## What you are asked to do
Each entry should be printed exactly, with its images omitted.

## Exercise data

┌────────

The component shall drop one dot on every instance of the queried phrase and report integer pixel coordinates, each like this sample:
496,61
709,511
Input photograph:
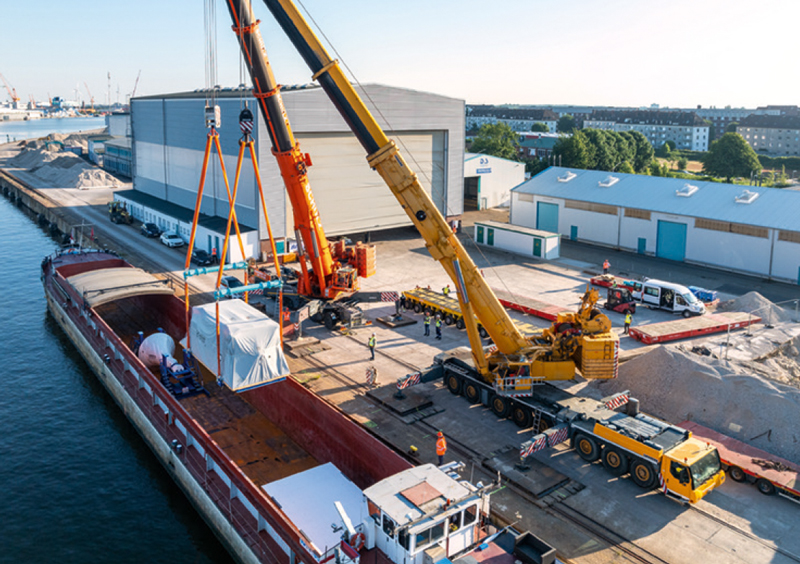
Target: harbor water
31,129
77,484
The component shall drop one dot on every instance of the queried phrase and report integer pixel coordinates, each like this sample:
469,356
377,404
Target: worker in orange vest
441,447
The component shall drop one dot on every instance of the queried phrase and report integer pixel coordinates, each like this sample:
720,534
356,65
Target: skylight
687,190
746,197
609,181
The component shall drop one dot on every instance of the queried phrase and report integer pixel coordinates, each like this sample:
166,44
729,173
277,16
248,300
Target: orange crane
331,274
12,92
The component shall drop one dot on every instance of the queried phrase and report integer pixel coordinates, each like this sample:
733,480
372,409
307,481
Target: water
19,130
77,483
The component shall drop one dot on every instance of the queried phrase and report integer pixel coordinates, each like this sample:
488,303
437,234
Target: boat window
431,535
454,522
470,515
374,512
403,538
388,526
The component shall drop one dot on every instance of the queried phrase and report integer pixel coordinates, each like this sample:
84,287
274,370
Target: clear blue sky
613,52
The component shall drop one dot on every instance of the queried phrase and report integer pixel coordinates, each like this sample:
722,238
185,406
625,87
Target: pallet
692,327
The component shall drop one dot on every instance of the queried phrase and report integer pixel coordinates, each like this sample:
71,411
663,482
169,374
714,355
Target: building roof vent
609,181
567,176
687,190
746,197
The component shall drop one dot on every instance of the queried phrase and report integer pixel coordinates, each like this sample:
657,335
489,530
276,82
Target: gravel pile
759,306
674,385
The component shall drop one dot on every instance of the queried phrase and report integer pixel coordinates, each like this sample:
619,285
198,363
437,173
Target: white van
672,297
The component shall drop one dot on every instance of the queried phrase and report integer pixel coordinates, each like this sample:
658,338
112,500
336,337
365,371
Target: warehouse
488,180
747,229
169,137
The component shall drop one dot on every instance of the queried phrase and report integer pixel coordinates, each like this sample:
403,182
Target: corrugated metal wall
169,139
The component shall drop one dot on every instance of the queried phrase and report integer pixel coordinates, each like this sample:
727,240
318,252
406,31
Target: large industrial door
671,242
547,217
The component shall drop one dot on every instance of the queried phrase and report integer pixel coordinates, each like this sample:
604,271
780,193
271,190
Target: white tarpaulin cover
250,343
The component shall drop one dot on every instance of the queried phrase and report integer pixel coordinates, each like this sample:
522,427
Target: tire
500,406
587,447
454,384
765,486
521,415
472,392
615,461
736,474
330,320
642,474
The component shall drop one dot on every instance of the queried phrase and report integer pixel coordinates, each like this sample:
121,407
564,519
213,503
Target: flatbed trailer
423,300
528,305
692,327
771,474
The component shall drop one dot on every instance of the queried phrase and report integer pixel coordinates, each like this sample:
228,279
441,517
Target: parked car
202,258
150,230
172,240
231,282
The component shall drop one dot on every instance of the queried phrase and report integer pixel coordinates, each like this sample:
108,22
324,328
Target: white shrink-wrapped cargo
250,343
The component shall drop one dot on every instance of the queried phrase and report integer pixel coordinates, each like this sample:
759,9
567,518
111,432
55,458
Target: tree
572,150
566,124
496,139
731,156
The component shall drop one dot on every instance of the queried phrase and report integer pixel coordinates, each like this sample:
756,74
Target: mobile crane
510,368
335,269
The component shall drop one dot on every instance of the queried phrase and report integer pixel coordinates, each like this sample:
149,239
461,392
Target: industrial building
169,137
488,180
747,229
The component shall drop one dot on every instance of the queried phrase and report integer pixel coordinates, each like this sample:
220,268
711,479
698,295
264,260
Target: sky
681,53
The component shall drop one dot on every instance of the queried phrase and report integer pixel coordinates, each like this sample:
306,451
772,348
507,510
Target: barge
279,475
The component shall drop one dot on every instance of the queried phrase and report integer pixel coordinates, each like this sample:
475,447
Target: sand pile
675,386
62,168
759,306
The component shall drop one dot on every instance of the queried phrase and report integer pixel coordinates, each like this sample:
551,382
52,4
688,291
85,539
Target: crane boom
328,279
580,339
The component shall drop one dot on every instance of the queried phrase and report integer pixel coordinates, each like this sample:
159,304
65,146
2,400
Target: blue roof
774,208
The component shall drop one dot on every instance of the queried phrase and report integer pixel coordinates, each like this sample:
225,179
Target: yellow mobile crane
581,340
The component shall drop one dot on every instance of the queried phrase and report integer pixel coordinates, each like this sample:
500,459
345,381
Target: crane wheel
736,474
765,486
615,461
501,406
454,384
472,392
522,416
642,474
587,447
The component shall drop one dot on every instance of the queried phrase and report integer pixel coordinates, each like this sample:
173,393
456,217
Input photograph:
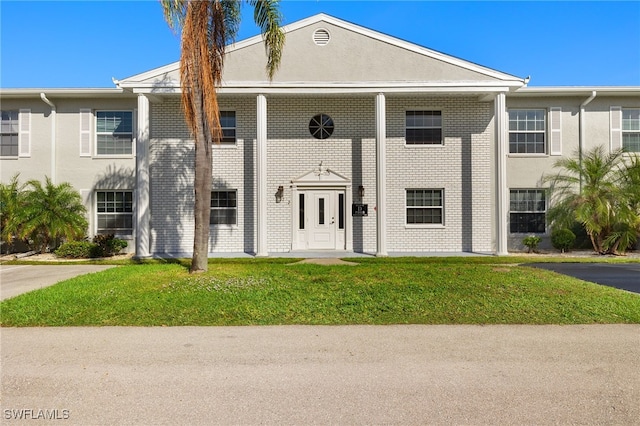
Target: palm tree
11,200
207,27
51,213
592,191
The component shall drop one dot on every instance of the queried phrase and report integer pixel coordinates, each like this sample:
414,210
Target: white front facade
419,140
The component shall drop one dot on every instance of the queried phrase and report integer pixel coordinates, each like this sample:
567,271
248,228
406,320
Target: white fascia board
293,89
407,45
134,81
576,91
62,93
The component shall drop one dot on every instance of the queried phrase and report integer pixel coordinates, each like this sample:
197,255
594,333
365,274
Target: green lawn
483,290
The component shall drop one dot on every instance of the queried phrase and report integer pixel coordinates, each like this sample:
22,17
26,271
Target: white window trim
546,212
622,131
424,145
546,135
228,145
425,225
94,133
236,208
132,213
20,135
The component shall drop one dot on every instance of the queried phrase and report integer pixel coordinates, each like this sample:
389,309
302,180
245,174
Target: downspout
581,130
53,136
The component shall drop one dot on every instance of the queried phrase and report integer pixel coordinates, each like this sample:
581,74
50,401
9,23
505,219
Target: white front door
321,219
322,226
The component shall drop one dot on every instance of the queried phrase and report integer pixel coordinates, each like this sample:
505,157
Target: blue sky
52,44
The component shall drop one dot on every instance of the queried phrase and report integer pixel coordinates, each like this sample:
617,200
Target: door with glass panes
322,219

└────────

## Response area
The component shall drop one dot on every instance of the queried phrase and report integer pixel coordinates, each like this sample:
496,61
709,511
Input photograph:
Target: harbor water
31,129
77,484
The component shall drop one dot on every instance of the queried phrase and report integer pixel coordinates, each like this sample:
469,356
377,404
Target: worker in orange vest
441,447
The component shall drop one dot on every instance of the queried phrase and report integer pixel coordinates, each like this sample:
720,534
356,65
Target: skylight
687,190
746,197
609,181
The component shall drop one dot on every instance of the queried phrase and report integer pixel coordinates, each like this sample:
166,44
729,173
277,16
248,300
Target: orange crane
331,274
12,92
The component shall drop one dot on every instance of the queried phrase and report integer pixel coordinates, each like this sample:
733,480
372,409
307,481
Target: water
19,130
77,483
The component shall drop one dot on every instance of the queried phrase and report integer pixel coordinates, each like this sample:
488,303
437,234
Target: boat window
431,535
454,522
470,515
374,512
403,538
388,526
The component shall drop one dot on every instance of the queried phrase and report integer pixel coordinates, each like this sample:
84,287
274,370
Target: clear blue sky
613,52
The component shall drop one dot on every instance of the queried phrase and report integer pixel coordinates, each like this sample:
722,238
185,406
625,87
Target: pallet
692,327
The component shall drop one dot on every instance of the queried phrase and report integer pixel coordinates, each like this sample:
71,411
663,482
169,374
714,355
Target: building roof vent
609,181
567,176
687,190
746,197
The component shall drop one dot on every instance of the queried phrase and report integer pixel coordinates, each like this sample:
657,335
489,530
276,82
Target: gravel pile
759,306
674,385
The component shall drop one dot on every instance of the queried phrase and report integer pixel coordinates, each like this sample:
619,285
198,363
437,173
Target: white van
672,297
The component shall drop one dot on every instance of the queried phrase and report integer pixel coordinates, each like this sample:
658,338
112,500
336,337
365,371
Target: warehouse
488,180
747,229
169,137
The component shall drop one dot on every instance of the queried phrase and report integer pixel coordinates, each like this sample:
403,182
Target: corrugated metal wall
169,139
The component shall drop one dot on every instance of the queried phrase and report integer pixel coordinates, each like this sample:
727,240
318,252
406,31
Target: large industrial door
671,242
547,217
The component shall drop one dot on every instance of the queried phrase and report integer pixel coordinates, each like this sample:
604,271
780,193
271,190
Target: white tarpaulin cover
250,343
The component shall drop one dot on every instance of the queried phrase and report integer pixel coordinates, each like this sample:
522,427
Target: tire
500,406
587,447
454,384
765,486
521,415
472,392
615,461
736,474
330,320
642,474
The component shall drop one dot on every instance of the queried phrase and report integer pixel coordinates, each like this sample:
121,407
564,519
213,503
Target: flatbed trailer
423,300
528,305
692,327
771,474
The component shall drop one dot on every instance of the queried phrase and report integer pixel coordinates, each like this sample:
228,279
441,517
Target: parked car
202,258
150,230
172,240
231,282
The component shall drop one dot on every instance of the queried phrase and report integer pixel coordinates, each like this sample:
108,22
324,328
Target: white shrink-wrapped cargo
250,343
The component shall drop one dot on every instance of the queried phrase and report integer pixel coordinates, each like this sample:
759,9
567,518
111,432
55,458
Target: tree
572,150
566,124
496,139
731,156
The component shall drop one dot on every instance of the queried phrase and report integer pixel coordinates, each like this sample:
756,74
Target: mobile crane
510,368
335,269
The component shall drop one dot on every instance of the queried phrase and report integer pixel coordinates, each like this sample:
149,239
461,392
Target: industrial building
169,137
488,180
747,229
The component shall drop one dot on every instance of the queried phrase and report integer pixel coordinates, each like this sample:
220,268
711,479
698,295
264,260
Target: sky
681,53
The component shall drop one dot on every instance of the queried phrase and report integer pixel coordinates, each like this sample:
306,451
772,348
507,510
Target: barge
279,475
The component shall drop one dot on every instance of the queried phrase and report integer pixel coordinates, each like this sample:
475,447
Target: sand pile
675,386
62,168
759,306
The component shall drop one dot on every instance of the queried phrase and report integer pixel coordinates, each like this sample:
551,382
52,4
688,291
85,539
Target: crane boom
328,279
580,339
The component shall drop one dot on every instance of the queried phrase and report integer pixel coordinates, each like this sample:
159,304
65,146
2,400
Target: blue roof
774,208
The component shall drop one dot on every instance of the queried phrase and report integer pixel coordinates, each like this sample:
225,179
Target: yellow mobile crane
581,340
The component shall drop one dot on every instance of the queried phrase and report integer pixel coordinates, each like this sample:
500,459
345,381
Target: crane wheel
736,474
765,486
615,461
501,406
454,384
472,392
522,416
642,474
587,447
The component shall drop one dot on every instance of the queried phrase and report integer pixel coordinates, each like this sample:
173,393
456,217
Input photograph:
Target: palm tree
11,200
207,27
51,213
592,191
The component shall drop one dot on every instance of the queried phrase and report integer pixel coordinates, each like this sample:
414,210
Target: white front facade
419,140
The component shall drop one dot on every instance of the queried phrase and report integer pixel coordinates, each like this sample:
567,271
248,228
406,320
Target: white fascia board
293,89
407,45
134,81
576,91
62,93
The component shall drop one dot on every instance of the queried phrase and report integer pixel coordinates, each like this sample:
197,255
594,333
365,274
Target: green lawn
483,290
The component shall drop one dot on every instance of the queried phrase and report integer pixel coordinates, each like this sample:
22,17
26,271
Target: white window trim
546,212
622,131
424,145
546,135
228,145
425,225
94,133
236,208
132,213
20,135
The component shall drop one dot on every instance of the queried phrase and report integer pixel coordinates, each like this sample:
389,309
302,180
245,174
Target: downspout
581,130
53,136
The component shall drop one dot on every instance of the queried phrase and report integer pixel coordinates, each like this sample:
581,74
50,401
9,23
505,219
Target: white front door
321,219
322,226
The component shall drop one dot on every instance of the queried phrase and report integer pixel coordinates, each like this sample:
505,157
Target: blue sky
52,44
The component shall drop one dot on every instance of the queried phrase and report integer pixel coordinates, each like this sample:
617,200
Target: door with glass panes
322,219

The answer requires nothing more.